やること:
以下の項目をすべて、一字も変えずにそのまま書き写してください。

渡された項目:
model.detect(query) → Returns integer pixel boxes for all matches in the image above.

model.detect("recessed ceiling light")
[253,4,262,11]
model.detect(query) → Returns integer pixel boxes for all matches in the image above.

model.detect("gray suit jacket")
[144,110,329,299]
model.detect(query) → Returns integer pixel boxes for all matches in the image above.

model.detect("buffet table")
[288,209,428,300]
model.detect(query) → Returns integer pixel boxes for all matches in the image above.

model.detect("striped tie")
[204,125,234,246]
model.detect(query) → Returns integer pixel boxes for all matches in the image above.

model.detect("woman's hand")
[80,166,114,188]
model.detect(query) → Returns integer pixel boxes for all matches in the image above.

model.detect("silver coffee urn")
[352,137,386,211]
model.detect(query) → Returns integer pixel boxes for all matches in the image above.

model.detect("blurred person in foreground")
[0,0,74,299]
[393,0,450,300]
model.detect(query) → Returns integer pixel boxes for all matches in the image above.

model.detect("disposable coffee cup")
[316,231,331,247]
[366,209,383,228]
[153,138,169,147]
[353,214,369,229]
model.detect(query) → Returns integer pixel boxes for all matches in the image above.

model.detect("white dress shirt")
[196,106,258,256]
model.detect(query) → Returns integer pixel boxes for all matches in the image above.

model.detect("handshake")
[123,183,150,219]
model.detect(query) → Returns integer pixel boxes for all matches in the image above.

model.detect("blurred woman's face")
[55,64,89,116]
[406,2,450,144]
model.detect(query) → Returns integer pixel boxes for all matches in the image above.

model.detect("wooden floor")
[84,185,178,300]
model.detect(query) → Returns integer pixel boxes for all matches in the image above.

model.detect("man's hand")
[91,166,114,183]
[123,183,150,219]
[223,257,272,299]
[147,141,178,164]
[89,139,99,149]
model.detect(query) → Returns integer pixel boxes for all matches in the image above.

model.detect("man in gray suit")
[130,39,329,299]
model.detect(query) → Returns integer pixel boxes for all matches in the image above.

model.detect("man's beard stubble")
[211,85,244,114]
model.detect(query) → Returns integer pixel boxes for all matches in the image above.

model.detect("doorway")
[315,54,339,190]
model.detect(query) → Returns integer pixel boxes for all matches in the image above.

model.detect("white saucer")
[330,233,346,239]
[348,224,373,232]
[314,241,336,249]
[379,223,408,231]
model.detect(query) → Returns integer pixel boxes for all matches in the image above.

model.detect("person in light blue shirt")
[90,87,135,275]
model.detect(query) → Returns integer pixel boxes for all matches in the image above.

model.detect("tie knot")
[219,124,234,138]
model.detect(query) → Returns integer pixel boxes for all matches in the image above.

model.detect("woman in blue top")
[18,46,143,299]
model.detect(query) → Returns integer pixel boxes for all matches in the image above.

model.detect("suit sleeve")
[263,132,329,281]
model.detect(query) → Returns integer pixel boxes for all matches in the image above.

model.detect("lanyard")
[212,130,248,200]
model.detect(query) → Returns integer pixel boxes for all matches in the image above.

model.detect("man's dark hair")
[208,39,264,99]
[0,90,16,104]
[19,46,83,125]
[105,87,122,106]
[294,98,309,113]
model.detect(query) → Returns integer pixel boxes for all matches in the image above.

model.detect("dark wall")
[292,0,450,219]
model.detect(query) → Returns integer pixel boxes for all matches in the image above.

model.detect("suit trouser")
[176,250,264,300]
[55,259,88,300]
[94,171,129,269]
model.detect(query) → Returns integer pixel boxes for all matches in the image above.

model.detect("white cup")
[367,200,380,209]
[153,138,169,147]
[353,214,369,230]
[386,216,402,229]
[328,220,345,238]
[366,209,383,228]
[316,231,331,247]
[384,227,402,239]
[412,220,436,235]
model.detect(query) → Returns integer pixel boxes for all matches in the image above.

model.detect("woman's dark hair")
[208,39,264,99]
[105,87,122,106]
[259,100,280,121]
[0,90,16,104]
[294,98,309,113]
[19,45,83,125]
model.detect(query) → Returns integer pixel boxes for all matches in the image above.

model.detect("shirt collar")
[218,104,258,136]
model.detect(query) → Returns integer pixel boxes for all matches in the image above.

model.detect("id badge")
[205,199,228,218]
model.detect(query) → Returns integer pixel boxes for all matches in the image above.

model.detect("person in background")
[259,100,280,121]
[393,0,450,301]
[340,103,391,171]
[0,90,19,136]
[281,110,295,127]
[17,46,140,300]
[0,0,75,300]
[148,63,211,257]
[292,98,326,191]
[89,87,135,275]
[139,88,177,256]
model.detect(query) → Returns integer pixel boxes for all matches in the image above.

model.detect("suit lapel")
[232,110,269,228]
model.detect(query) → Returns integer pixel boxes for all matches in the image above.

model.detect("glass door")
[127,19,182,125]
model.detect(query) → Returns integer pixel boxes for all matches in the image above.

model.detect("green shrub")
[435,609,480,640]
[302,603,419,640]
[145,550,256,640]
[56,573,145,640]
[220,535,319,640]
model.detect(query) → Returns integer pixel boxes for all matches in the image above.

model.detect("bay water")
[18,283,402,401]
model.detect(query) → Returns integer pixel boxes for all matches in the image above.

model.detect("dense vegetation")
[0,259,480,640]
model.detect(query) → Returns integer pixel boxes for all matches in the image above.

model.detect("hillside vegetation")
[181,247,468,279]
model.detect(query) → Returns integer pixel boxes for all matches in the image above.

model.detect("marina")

正しい出力:
model.detect(query) → Returns integer pixel boxes for all matches in the image above.

model.detect("recessed ceiling light")
[253,4,262,11]
model.detect(query) → Returns integer pixel boxes for all matches in the image above.

model.detect("gray suit jacket")
[144,110,329,299]
model.detect(query) → Returns integer pixel boxes for all matches in the image above.

model.detect("buffet table")
[288,209,428,300]
model.detect(query) → Returns integer pixel boxes for all matches in the image above.

model.detect("striped tie")
[204,125,234,246]
model.detect(query) → Returns integer pixel boxes for all matches in the image above.

model.detect("woman's hand")
[80,166,114,188]
model.detect(query) → Returns integer pixel boxes for all matches in the image above.

model.detect("silver coffee urn")
[352,137,386,211]
model.detect(query) → Returns integer pixel boxes for all matches in the image above.

model.detect("blurred person in foreground")
[0,0,74,299]
[393,0,450,300]
model.detect(query) → Returns integer pixel boxes for all matches in the image above.

model.detect("disposable coffee cup")
[316,231,331,247]
[366,209,383,228]
[153,138,169,147]
[353,214,369,229]
model.detect(query) → Returns integer pixel boxes for all matches in the image above.

model.detect("white dress shirt")
[196,106,258,256]
model.detect(query) → Returns integer pixel boxes for all matches in the image above.

model.detect("handshake")
[123,183,150,219]
model.detect(query) → Returns integer pixel boxes for all matches in the image above.

model.detect("blurred woman's face")
[55,64,89,116]
[406,2,450,144]
model.detect(query) → Returns integer pixel boxes for all matches in the image above.

model.detect("wooden floor")
[84,185,178,300]
model.detect(query) → Returns integer pixel boxes for all matches in the image above.

model.detect("man's hand")
[91,166,114,183]
[123,183,150,219]
[223,257,272,299]
[147,141,178,164]
[89,139,99,149]
model.detect(query) → Returns integer pixel boxes for all matches in the image above.

model.detect("man in gray suit")
[130,39,329,299]
model.detect(query) → Returns integer pixel boxes for all matches in the image above.

model.detect("man's beard stubble")
[211,85,244,114]
model.detect(query) → Returns integer pixel boxes for all matches in the image above.

model.detect("doorway")
[315,54,339,190]
model.detect(query) → Returns integer pixel boxes for all matches in the image above.

model.detect("white saucer")
[330,233,346,239]
[348,224,373,232]
[314,241,336,249]
[379,223,408,231]
model.detect(query) → Returns integer pixel boxes for all matches in the image above.

model.detect("person in light blue shirt")
[90,87,135,275]
model.detect(query) → Returns integer pixel boxes for all matches in the image above.

model.detect("tie knot")
[219,124,234,138]
model.detect(query) → Returns integer pixel boxes for all matches in the image above.

model.detect("woman in blue top")
[18,46,143,299]
model.detect(query) → Returns integer pixel boxes for all matches in the image above.

model.detect("suit sleeve")
[263,132,329,281]
model.detect(query) → Returns integer pixel boxes for all matches in the image above.

model.detect("lanyard")
[212,130,248,200]
model.detect(query) → Returns integer pixel boxes for all matches in the image above.

model.detect("man's dark hair")
[208,39,264,99]
[0,90,16,104]
[19,46,83,125]
[105,87,122,106]
[294,98,309,113]
model.detect(query) → Returns integer pixel boxes for all matches in the image above.

model.detect("dark wall")
[292,0,450,219]
model.detect(query) → Returns integer pixel boxes for all matches in the image above.

model.detect("suit trouser")
[176,250,264,300]
[55,259,88,300]
[94,171,129,269]
model.detect(query) → Returns integer pixel boxes for all matches in the image above.

model.detect("white cup")
[367,200,380,209]
[153,138,169,147]
[353,214,369,230]
[386,216,402,229]
[328,220,345,238]
[366,209,383,228]
[316,231,331,247]
[384,227,402,239]
[412,220,436,235]
model.detect(query) → Returns integer pixel boxes for all matches in the image above.

model.detect("woman's dark hair")
[208,39,264,99]
[105,87,122,106]
[259,100,280,121]
[0,90,16,104]
[294,98,309,113]
[19,45,83,125]
model.detect(query) → Returns integer pixel boxes for all matches in the image above.

model.detect("shirt collar")
[218,104,258,136]
model.detect(query) → Returns integer pixel boxes for all matches in the image above.

model.detect("id badge")
[205,199,228,218]
model.detect(query) → Returns integer pixel boxes for all matches in the image above.

model.detect("person in background")
[259,100,280,121]
[393,0,450,301]
[340,103,391,171]
[0,90,19,136]
[281,110,295,127]
[17,46,140,300]
[0,0,75,300]
[148,63,211,257]
[292,98,326,191]
[89,87,135,275]
[139,88,177,256]
model.detect(query) → Returns integer pixel boxes for all matches in the image above.

model.detect("suit lapel")
[232,110,269,228]
model.detect(query) → Returns integer pixel boxes for all matches in the image above.

model.detect("glass door")
[127,19,182,125]
model.detect(query) → Returns integer pixel boxes for all matches in the image above.

model.detect("green shrub")
[435,609,480,640]
[302,603,419,640]
[145,550,256,640]
[56,573,145,640]
[220,535,319,640]
model.detect(query) → Returns integer pixel boxes for all matches in the image above.

model.detect("bay water")
[18,283,402,401]
model.detect(query) → Returns integer pixel boxes for all matches in the image above.

model.detect("dense vegetation")
[0,259,480,640]
model.detect(query) → Returns integer pixel boxes for all matches in the image above.

model.detect("hillside vegetation")
[181,247,468,279]
model.detect(query) → Returns integer pixel boxes for all matches in the image above.

model.detect("marina")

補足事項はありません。